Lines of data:
+ + + + + + +

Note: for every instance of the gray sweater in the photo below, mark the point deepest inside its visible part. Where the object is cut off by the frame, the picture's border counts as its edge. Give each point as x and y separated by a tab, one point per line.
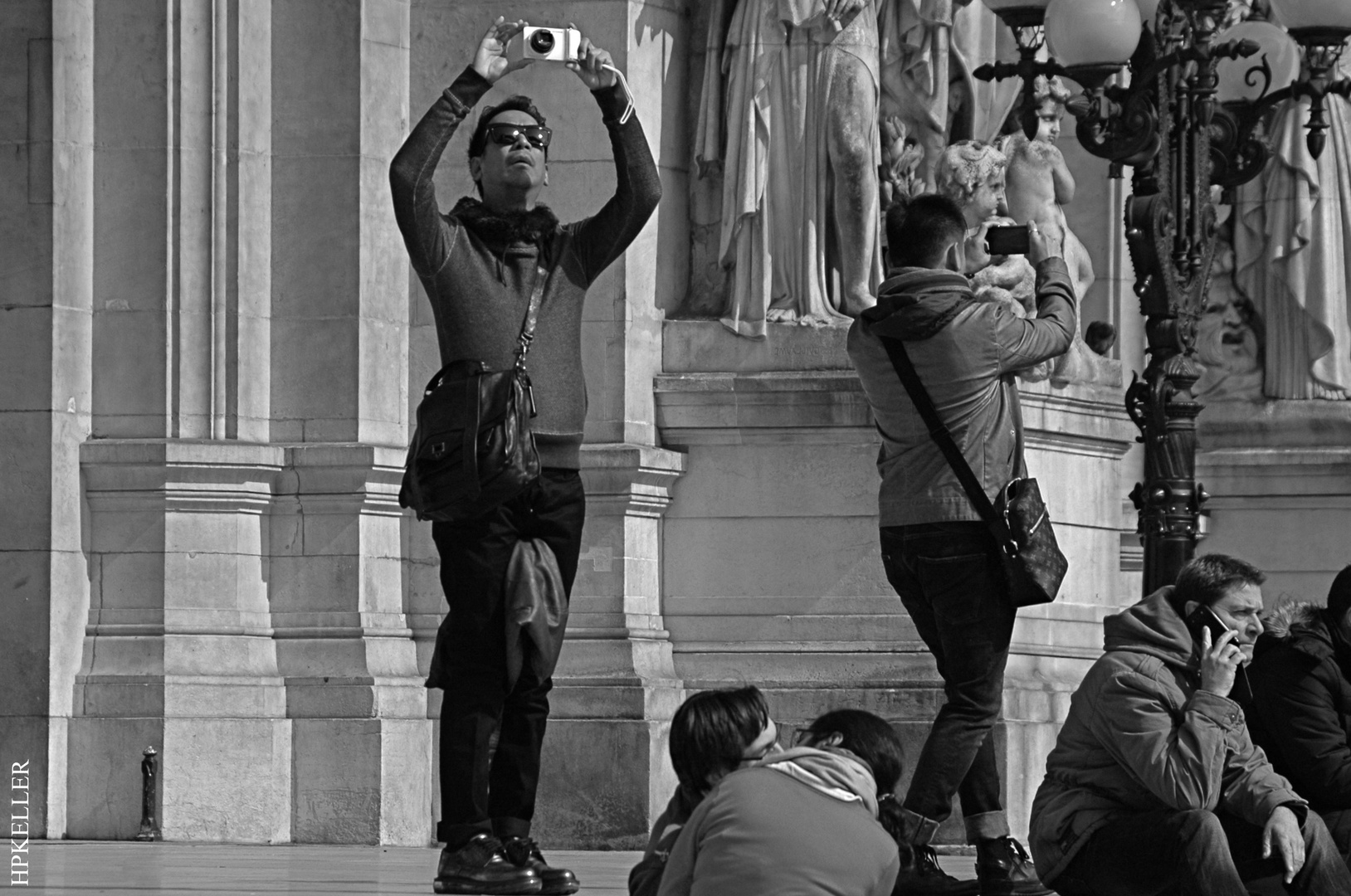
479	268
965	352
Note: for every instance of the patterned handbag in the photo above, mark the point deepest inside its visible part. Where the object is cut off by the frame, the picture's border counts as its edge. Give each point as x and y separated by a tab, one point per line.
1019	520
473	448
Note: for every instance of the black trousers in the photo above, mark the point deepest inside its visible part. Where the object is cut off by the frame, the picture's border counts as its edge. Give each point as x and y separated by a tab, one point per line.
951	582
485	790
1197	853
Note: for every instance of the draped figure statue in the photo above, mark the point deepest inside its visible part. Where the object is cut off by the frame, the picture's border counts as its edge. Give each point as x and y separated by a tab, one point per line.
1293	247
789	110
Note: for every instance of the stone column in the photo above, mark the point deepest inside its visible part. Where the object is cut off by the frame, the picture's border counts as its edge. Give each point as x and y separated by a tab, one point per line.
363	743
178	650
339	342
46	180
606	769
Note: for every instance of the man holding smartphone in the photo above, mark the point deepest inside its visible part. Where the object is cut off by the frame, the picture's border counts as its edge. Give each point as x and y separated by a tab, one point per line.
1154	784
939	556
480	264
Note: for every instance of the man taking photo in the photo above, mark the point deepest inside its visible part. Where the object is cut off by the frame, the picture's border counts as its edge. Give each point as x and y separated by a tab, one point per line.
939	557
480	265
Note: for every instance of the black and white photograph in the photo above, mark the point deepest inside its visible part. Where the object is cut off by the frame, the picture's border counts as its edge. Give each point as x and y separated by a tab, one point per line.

+ + + + + + +

*What this task involves*: Reproduce the material above with "stone column" swapped for "marble pillar" wherever it occurs, keeping everything else unchanged. Omit the pictures from your answer.

*Expected answer*:
Note: for every instance of the gray sweater in the photo below, mark the point deepest inside its visible part. Where the object is cut off by the frame, the picture's border counts as its edge. Give each point as x and y separated by a tab, one point per line.
479	268
965	352
Note: for every instance of the patterned handbag in the photo above, mark the point deepest inside its visible part. Where the object is cut off by the frame, the picture's border counts as its edge. Give each point as x and y separated by a tab, one point per line.
1019	520
473	448
Note: for every instance of the black trousers in the photo above, mark the point deepest inside its visible part. Where the object is cut off by the frame, the picture's border counts as its edge. Give each point as x and y separated by a tab, one point per line.
951	582
485	790
1197	853
Note: for every instance of the draped figure statue in the photo above, mark the point deepest inside its visible part. Where the object is cut off by the frame, the picture's border counts as its edge. Give each point as x and y separated by a tab, one point per line.
1293	247
789	110
Note: for every instance of the marble pillar in the photo above, mark the point deepest inside its visible part. Where the object is cut off by the frame, the picture's border counts as its edge. Give each point as x and y separated by a tab, one point per line.
363	743
178	650
339	342
46	180
606	769
Note: for every instance of the man holding smartphone in the photo above, mark the point deepest inside its visible part. Where the object is cut off by the frame, the picture's border counts as its edge. Give each point as x and y separated by a tab, one point per line.
1154	784
939	556
480	264
Note: for every instance of the man taking photo in the photo above, mark the point deepest inside its visible part. Where the object is cut off by the frame, the picture's border counts as its edge. Give each point as x and y separated by a tab, one point per line.
939	557
480	265
Note: for every instance of the black and white photograph in the photo above, mark the point deepest inside its visible part. Where the object is cut off by the frame, the picture's border counts as its edge. Give each point as x and y separated by a tab, one point per line.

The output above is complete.